[Source data]
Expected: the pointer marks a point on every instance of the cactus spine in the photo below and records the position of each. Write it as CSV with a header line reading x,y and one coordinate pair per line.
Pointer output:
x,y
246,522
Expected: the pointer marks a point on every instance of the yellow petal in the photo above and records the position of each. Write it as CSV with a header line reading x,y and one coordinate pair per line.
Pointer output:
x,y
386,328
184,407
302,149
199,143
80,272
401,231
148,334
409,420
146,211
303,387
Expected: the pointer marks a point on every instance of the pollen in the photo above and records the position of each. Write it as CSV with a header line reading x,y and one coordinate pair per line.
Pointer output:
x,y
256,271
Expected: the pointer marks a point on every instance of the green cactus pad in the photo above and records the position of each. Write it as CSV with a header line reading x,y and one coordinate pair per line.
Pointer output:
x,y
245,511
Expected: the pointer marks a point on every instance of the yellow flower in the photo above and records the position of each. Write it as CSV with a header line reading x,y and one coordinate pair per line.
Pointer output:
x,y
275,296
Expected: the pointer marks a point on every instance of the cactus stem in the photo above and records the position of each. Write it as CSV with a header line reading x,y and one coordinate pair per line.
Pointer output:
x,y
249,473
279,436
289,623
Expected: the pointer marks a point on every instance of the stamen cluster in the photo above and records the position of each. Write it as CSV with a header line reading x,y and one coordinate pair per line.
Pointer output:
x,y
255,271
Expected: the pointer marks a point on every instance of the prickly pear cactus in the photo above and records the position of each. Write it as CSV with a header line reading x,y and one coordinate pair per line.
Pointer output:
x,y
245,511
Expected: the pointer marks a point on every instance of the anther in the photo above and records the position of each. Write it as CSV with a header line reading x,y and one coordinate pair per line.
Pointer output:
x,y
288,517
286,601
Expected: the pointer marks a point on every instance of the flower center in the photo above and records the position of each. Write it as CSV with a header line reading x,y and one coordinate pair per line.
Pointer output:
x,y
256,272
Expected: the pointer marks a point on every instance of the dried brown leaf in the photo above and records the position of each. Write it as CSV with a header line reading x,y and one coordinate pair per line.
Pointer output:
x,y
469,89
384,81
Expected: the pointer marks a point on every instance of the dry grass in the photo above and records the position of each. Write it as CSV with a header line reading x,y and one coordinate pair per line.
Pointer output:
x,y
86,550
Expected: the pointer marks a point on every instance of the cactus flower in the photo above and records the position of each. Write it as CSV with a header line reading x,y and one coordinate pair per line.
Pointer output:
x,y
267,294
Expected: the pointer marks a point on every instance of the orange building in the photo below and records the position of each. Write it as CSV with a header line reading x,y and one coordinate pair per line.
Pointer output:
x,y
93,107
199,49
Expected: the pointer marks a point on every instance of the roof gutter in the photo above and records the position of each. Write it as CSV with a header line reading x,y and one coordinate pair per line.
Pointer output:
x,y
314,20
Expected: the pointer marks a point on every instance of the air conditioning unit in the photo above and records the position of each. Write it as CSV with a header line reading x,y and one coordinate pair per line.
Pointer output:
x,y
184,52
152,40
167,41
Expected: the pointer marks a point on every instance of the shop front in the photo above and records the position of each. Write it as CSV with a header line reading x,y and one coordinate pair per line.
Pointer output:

▶ [TASK INSTRUCTIONS]
Give the entries once more, exactly as they appear.

▶ [OUTPUT FOR THIS TASK]
Expected: the pointer marks a point on every instance of the cactus spine in the photo below and records the position of each. Write it as CSV with a header line reading x,y and one coordinate pair per line.
Pointer output:
x,y
246,522
Expected: the pointer marks a point on every instance of the yellow petal in the photo above and records the position of each. Write it as CSV with a header line reading x,y and one coordinate pair per line.
Pointer output:
x,y
386,328
184,407
302,149
199,143
80,272
401,231
148,334
409,420
146,211
303,387
Expected: the pointer marks a point on every instance of the pollen in the photo above and records the position of each. Write it as CSV with a header line reading x,y and one coordinate pair per line.
Pointer output:
x,y
256,271
Expected: the pointer marks a point on every instance of the green cactus pad in the photo above and records the position of each. Write it as CSV with a header line reading x,y and one coordinate pair per line.
Pointer output:
x,y
245,511
Expected: the pointer marks a point on every instance of the yellow flower in the photo above and records the position of each. Write it as CSV with a header line reading x,y and one coordinate pair per line.
Pointer output:
x,y
275,296
Expected: the pointer marks a point on every instance of the cactus stem in the photo above and records the position of each. Write it as CSV with a header line reading x,y and one coordinate pair per line.
Pointer output:
x,y
249,473
279,436
289,623
Expected: the pointer marks a point on every instance of the stamen cluster in the photo above and records the position of each. Write it as CSV with a header line reading x,y and one coordinate pair per line.
Pointer output:
x,y
255,271
Expected: the pointer marks a point on every instance of the prickly pear cactus in the photo above and records the position of each. Write it as CSV with a header line reading x,y and one coordinate pair per line.
Pointer output:
x,y
245,511
Expected: the pointer marks a point on every instance of the anther in the photo above and records the position of each. Write it as CSV with a header line reading x,y and one coordinate pair per line.
Pointer output:
x,y
288,517
286,601
Expected: the pointer marks a point on every instance of the flower center in the photo above and records the position of each. Write it as CSV with a header line reading x,y and one coordinate pair per line.
Pointer output:
x,y
256,272
Expected: the pointer marks a point on every instance of the dried brown leaf in the photo above and records the position of each. Write it as CSV with a header line reading x,y and one coordinate pair per line.
Pointer output:
x,y
469,89
384,81
Expected: the pointer marks a point on every instance of the dry grass in the photo above and records the position of each. Write it as CSV with a header line reading x,y and one coordinate pair per line.
Pointer output:
x,y
86,550
Expected: the pointer marks a point on every instance of the cactus flower in the photo above and records the position of each. Write it as CSV with a header line reading x,y and one coordinate pair per line.
Pointer output:
x,y
267,294
Expected: the pointer marks a point on every instance of the orange building in the photo below and records the position of each. Write it as CSV with a header line reading x,y and one coordinate pair per line.
Pointer output:
x,y
93,107
199,49
Expected: the pointer marks a point on every instance of the roof gutter in the photo above and records the position of each. Write it as CSV with a header line reading x,y and one coordinate pair per line.
Pointer output:
x,y
314,20
Expected: the pointer marks a point on every instance of the air conditioning unit in the photo above and records the position of each. Write it as CSV with a header line reading x,y and one coordinate pair per line.
Pointer output:
x,y
184,52
152,40
167,41
Expected: the pointer marks a point on every instance of the shop front in the photo above and records the position of each. Write it as CSV with a header line reading x,y and one coordinate pair per line.
Pointer output:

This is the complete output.